- Task details
Reproduce every line of the listing below, starting at its beginning and ending at the line containing "(1249, 721)", with each answer point coordinate increased by 142. Leave the pictures out.
━━━━━ Given information ━━━━━
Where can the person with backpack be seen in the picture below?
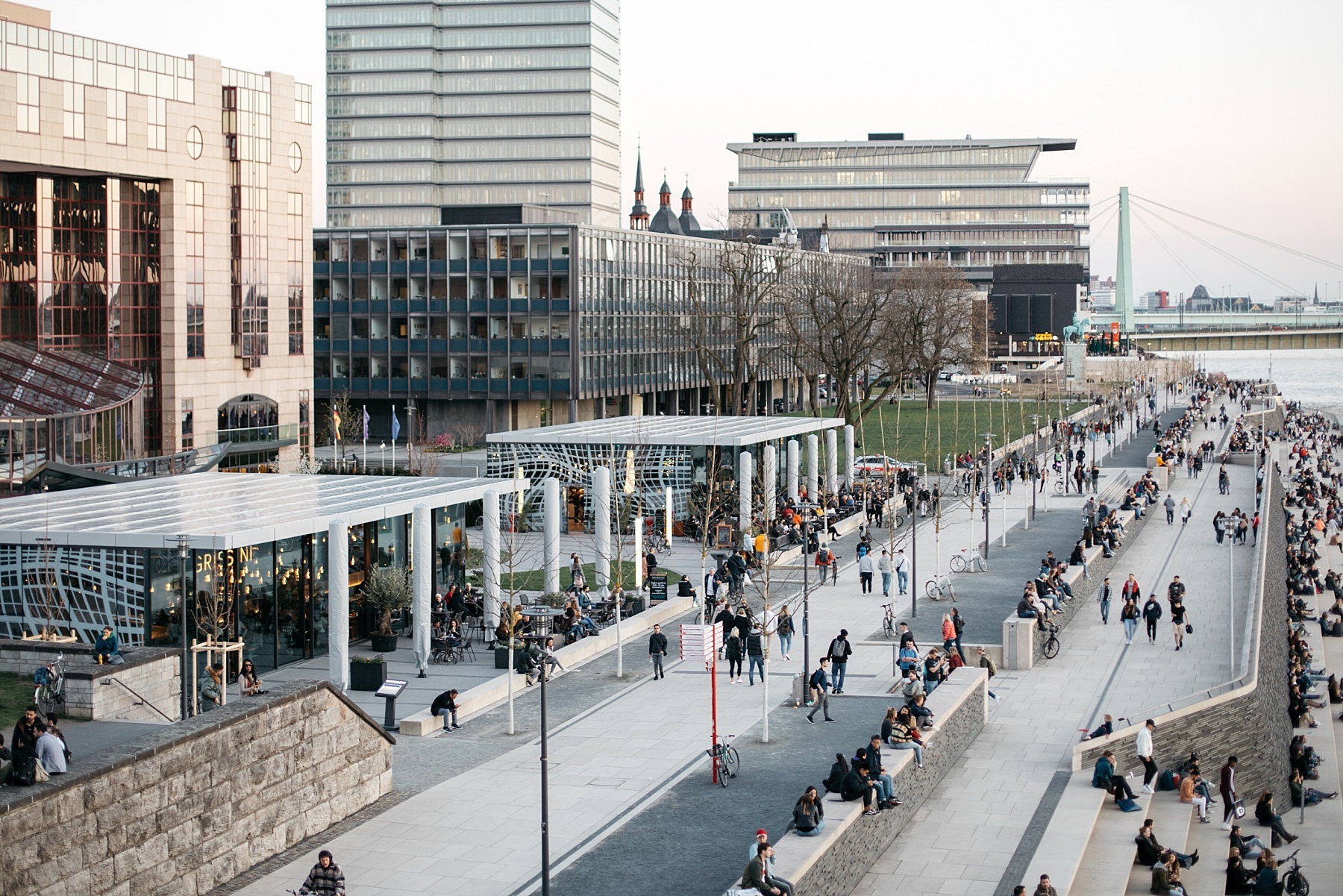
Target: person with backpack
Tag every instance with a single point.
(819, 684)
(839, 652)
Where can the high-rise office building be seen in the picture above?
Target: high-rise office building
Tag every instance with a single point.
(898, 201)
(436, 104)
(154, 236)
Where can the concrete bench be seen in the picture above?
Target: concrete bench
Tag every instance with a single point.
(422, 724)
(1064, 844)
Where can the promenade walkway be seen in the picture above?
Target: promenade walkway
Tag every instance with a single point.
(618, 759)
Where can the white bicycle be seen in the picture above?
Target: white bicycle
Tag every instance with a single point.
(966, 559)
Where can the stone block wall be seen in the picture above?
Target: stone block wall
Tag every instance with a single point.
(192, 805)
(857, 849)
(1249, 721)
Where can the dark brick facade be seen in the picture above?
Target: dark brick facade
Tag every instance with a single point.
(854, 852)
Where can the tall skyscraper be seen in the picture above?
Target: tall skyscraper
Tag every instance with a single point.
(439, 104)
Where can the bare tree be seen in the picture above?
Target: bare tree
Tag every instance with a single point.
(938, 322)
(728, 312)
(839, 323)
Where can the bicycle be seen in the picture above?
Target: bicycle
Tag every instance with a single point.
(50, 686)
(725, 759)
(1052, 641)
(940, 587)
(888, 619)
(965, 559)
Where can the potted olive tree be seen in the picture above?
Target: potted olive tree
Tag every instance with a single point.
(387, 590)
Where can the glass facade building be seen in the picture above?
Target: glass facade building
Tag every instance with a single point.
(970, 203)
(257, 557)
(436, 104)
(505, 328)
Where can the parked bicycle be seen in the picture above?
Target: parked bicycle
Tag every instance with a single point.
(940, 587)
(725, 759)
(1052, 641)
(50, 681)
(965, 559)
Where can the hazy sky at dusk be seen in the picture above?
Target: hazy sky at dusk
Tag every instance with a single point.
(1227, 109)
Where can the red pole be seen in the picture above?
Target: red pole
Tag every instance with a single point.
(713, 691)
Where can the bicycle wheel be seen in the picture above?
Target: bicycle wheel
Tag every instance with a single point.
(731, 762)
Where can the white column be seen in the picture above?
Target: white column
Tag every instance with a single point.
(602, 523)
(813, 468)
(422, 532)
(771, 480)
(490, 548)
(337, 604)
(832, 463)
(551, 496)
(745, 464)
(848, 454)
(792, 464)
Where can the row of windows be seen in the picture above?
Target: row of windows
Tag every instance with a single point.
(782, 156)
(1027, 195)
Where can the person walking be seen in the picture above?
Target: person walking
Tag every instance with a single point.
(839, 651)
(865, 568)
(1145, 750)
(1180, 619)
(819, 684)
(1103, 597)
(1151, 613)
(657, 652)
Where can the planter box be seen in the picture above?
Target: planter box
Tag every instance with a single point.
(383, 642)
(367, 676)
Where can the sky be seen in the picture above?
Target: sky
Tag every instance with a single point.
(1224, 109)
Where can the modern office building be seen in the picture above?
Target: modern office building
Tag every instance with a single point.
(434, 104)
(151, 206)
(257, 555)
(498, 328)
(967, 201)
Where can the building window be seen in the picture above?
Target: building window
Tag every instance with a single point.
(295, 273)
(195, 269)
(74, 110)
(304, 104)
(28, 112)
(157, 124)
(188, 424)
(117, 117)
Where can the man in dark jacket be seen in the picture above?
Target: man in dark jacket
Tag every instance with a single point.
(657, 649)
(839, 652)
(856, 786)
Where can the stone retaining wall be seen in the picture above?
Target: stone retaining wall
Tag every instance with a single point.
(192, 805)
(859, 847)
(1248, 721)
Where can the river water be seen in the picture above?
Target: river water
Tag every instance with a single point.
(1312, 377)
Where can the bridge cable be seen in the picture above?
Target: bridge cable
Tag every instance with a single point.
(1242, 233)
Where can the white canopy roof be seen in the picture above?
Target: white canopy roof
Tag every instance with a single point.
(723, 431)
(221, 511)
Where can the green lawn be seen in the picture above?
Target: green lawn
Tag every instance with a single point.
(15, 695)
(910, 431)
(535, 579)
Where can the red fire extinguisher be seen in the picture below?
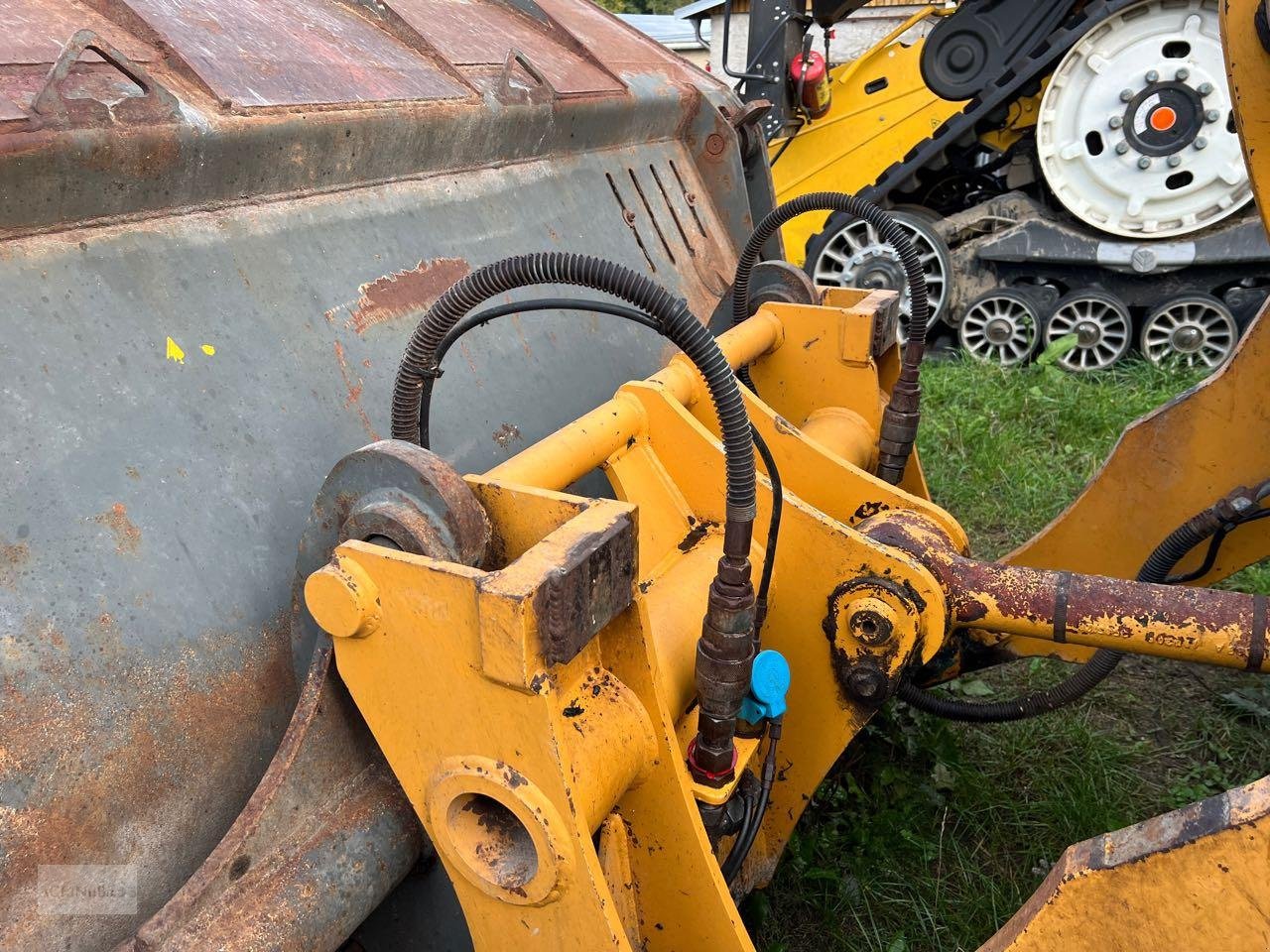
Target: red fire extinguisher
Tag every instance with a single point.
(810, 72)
━━━━━
- Task output
Where can the person with backpack be seen in the picture below?
Target: person with backpack
Tag every instance with a single point.
(961, 826)
(981, 794)
Where can the high-rise office building be seen in the picture above?
Target: high-rise office building
Tag every instance with a single point.
(1040, 343)
(578, 246)
(296, 378)
Where can the concrete bench be seen in the picture above?
Target: concrete bench
Tag every instance with a single point.
(564, 866)
(1206, 986)
Where can the promenade walkway be seen in the picture above?
Target: promenade walkway
Tag every instance with a single point.
(760, 901)
Where can the white bicycle be seen in the picture above?
Target: white bicycle
Tag every instance with a single point.
(1108, 701)
Where can the stone block wall be seen in the picture above?
Target: stone block wall
Tag every instance with a single point.
(334, 947)
(999, 991)
(1391, 863)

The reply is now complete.